- _Task data_:
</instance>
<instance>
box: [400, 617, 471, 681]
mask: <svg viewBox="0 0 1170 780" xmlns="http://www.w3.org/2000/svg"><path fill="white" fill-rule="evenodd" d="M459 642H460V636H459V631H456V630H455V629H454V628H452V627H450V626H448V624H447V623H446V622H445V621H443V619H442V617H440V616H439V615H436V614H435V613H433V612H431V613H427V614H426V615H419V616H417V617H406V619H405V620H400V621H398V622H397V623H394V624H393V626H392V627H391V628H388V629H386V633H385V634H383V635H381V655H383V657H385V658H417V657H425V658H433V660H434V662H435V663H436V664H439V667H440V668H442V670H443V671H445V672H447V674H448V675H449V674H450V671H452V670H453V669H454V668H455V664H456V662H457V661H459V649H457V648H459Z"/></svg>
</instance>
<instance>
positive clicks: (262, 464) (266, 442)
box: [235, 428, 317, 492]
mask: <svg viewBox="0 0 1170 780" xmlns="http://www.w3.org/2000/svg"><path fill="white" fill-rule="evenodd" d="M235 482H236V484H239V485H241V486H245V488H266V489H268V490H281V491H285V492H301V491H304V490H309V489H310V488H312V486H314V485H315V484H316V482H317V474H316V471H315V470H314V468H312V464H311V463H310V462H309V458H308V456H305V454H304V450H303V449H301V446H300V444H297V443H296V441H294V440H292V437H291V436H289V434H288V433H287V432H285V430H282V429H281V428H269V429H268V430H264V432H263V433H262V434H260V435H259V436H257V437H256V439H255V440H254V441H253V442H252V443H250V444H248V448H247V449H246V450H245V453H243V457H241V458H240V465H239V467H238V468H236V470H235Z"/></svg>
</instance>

--

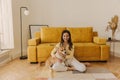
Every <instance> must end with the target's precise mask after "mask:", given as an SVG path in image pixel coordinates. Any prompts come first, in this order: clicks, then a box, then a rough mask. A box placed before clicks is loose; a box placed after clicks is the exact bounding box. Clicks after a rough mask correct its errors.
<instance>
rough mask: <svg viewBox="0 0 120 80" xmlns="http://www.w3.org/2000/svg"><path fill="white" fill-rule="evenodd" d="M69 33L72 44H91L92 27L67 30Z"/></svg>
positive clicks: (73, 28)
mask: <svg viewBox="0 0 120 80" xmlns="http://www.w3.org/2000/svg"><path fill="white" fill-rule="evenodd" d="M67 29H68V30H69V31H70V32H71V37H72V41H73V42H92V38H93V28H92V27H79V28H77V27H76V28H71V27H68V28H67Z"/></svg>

- _How to complete this task_: Which lines in the listing above contain the string "positive"? Show each such line in full; case counts.

- _Written answer_:
positive clicks: (262, 464) (266, 442)
positive clicks: (73, 28)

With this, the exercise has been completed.